SET PROBLEM: Exactly reproduce the line containing "A single point falls on each instance of the red soccer" together with every line after it, through the end of the entries, and give nothing more.

......

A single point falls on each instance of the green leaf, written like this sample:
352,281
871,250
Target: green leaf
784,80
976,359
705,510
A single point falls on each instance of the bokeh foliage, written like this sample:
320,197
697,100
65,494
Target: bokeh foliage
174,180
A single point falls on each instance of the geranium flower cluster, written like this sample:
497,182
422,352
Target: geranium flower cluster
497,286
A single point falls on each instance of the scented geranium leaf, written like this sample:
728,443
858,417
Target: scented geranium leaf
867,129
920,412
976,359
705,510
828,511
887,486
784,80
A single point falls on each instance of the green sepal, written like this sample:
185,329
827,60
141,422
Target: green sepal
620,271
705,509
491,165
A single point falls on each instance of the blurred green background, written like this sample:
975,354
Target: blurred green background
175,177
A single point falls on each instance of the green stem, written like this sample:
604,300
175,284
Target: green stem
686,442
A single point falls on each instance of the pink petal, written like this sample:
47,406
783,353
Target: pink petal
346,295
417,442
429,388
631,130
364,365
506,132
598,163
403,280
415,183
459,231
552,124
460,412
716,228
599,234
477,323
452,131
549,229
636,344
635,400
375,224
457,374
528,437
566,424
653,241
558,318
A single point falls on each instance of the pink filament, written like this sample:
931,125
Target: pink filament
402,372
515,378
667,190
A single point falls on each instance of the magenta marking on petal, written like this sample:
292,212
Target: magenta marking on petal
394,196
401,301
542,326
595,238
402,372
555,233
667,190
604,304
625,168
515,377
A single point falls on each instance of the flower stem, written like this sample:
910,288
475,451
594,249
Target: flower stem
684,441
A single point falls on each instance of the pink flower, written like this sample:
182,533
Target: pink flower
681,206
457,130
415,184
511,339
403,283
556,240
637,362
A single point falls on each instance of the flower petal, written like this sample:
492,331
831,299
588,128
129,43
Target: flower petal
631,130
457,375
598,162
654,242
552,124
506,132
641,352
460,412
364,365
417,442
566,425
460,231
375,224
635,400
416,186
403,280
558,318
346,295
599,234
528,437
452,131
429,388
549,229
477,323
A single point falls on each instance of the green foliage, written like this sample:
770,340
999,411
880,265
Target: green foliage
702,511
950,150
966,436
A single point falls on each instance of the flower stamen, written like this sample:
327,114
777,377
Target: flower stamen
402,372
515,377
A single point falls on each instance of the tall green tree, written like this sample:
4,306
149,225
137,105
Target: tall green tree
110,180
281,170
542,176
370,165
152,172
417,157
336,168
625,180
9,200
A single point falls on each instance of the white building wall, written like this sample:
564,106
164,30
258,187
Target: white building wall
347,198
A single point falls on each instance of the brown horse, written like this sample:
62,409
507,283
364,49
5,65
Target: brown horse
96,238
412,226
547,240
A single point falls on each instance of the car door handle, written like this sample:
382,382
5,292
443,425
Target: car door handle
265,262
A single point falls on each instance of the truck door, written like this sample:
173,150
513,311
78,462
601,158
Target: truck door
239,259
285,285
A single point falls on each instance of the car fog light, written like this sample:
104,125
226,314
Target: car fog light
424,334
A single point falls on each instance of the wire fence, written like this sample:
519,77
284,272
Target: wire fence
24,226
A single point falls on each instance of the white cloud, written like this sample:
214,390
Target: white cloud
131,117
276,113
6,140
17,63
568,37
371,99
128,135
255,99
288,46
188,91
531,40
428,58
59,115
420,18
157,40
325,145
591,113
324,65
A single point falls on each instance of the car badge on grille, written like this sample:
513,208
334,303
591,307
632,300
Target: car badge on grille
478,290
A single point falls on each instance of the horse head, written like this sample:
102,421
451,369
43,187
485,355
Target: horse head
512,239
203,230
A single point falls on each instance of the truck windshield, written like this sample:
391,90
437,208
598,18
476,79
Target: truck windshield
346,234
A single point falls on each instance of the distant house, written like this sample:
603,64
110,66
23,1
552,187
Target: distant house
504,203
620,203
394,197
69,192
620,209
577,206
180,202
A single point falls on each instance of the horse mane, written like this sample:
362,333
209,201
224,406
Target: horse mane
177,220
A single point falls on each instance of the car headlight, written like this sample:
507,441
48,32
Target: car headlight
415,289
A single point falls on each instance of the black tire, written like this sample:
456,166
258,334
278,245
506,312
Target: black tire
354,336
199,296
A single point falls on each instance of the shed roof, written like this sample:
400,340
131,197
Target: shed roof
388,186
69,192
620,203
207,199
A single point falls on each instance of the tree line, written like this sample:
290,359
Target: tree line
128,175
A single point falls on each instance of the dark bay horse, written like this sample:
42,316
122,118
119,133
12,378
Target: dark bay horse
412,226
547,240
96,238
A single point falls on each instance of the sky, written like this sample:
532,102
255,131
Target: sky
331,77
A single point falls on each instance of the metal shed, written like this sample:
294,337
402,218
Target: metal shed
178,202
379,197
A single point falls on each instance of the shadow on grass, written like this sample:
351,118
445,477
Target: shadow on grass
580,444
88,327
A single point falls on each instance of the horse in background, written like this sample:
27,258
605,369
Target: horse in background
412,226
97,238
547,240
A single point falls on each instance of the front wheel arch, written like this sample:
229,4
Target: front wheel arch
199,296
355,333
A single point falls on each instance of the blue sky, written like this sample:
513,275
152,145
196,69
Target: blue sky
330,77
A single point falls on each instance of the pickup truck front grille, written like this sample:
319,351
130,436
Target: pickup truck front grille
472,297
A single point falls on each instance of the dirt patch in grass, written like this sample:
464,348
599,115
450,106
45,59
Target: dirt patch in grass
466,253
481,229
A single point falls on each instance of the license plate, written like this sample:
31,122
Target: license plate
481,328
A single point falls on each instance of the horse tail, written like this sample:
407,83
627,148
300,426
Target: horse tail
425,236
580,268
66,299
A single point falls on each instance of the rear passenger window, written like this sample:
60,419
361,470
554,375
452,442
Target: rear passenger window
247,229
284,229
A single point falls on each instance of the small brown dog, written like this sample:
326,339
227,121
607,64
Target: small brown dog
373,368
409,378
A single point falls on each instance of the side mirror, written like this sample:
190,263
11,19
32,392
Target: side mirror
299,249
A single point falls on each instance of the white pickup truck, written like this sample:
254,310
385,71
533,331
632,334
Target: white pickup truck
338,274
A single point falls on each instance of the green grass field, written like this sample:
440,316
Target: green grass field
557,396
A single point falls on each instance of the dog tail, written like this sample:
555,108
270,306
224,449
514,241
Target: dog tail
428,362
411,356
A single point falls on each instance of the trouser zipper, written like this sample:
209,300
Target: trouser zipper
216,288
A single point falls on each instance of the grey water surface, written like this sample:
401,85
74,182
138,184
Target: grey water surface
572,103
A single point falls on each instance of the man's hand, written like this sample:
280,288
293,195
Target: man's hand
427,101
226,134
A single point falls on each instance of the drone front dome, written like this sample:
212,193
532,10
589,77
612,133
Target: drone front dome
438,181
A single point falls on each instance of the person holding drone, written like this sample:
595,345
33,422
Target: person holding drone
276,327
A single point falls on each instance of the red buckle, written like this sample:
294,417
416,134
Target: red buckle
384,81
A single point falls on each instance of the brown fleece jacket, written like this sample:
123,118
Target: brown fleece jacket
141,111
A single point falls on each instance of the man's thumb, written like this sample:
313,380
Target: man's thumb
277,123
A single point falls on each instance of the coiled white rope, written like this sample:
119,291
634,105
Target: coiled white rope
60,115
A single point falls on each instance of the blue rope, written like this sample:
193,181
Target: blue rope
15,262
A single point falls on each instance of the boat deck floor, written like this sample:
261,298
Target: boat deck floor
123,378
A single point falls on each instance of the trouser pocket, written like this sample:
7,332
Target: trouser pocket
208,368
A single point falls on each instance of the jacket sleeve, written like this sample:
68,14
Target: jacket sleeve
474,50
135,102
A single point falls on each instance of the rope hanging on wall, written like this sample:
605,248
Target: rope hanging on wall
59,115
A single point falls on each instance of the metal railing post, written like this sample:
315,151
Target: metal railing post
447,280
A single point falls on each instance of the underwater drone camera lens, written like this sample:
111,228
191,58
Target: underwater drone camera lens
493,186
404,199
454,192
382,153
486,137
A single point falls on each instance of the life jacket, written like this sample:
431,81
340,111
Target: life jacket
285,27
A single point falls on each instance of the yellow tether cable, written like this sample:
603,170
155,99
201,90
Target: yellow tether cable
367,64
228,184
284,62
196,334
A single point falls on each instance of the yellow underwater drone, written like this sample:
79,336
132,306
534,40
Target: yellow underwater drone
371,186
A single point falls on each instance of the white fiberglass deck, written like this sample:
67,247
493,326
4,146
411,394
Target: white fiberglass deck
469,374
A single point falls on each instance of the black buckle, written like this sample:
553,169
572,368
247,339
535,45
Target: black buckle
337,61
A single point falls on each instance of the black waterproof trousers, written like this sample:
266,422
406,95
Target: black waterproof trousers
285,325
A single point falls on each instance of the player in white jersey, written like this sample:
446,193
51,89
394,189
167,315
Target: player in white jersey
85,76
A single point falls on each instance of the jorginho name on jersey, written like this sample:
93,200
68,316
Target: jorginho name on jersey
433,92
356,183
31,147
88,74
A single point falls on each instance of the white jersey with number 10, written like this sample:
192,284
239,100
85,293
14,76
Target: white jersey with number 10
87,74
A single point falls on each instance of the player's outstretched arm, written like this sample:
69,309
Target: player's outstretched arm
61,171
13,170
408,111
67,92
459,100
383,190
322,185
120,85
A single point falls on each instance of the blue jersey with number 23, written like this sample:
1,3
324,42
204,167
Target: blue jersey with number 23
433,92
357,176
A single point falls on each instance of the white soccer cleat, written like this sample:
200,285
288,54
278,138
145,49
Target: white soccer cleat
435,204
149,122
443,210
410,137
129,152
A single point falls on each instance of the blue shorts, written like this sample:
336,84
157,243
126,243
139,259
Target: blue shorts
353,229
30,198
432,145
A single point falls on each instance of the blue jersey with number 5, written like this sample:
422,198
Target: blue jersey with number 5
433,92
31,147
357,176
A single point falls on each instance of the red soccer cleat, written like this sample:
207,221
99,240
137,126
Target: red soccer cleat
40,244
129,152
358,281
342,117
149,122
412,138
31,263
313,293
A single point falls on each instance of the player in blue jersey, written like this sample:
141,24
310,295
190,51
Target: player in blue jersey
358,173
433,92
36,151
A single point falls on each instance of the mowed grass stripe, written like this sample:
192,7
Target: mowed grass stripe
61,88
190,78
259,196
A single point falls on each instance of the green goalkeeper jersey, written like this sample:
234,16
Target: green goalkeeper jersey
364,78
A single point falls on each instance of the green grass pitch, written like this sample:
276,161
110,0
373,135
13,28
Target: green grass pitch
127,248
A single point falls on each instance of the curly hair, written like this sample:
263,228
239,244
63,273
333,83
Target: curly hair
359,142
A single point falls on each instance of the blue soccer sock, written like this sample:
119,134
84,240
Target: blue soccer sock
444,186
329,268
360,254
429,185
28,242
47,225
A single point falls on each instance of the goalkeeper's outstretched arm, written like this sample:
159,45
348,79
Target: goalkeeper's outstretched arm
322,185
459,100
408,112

......

EXPECTED ANSWER:
A single point falls on each instance of the red soccer cleat, written like this sample:
207,221
99,240
137,126
Target: red soccer cleat
40,244
129,152
358,281
342,117
149,122
412,138
31,263
313,293
A single point falls on each instance of the player in blue jersey, written like this sample:
141,24
310,295
190,51
Target: player in blue jersey
358,173
433,92
36,151
A single point falls on each instance of the mowed grass stripe, written like this sample:
192,7
Target: mowed grass stripe
61,88
190,78
259,196
A single point falls on each instance of the green goalkeeper jersey, written like this sample:
234,16
Target: green goalkeeper jersey
364,78
A single point falls on each instance of the green grass pitch, written like this sample:
276,161
110,0
373,135
13,28
Target: green grass pitch
127,248
A single point falls on each instance of the curly hair, written like this sample:
263,228
239,244
63,273
333,83
Target: curly hair
359,142
A single point falls on each instance of the blue soccer sock, written like this sample:
119,134
84,240
Target: blue soccer sock
444,186
329,268
360,254
429,185
28,242
47,225
A single point falls on each instance of the goalkeeper's outstretched arm, written like this sample:
159,45
348,79
Target: goalkeeper's outstretched arm
322,185
459,100
408,112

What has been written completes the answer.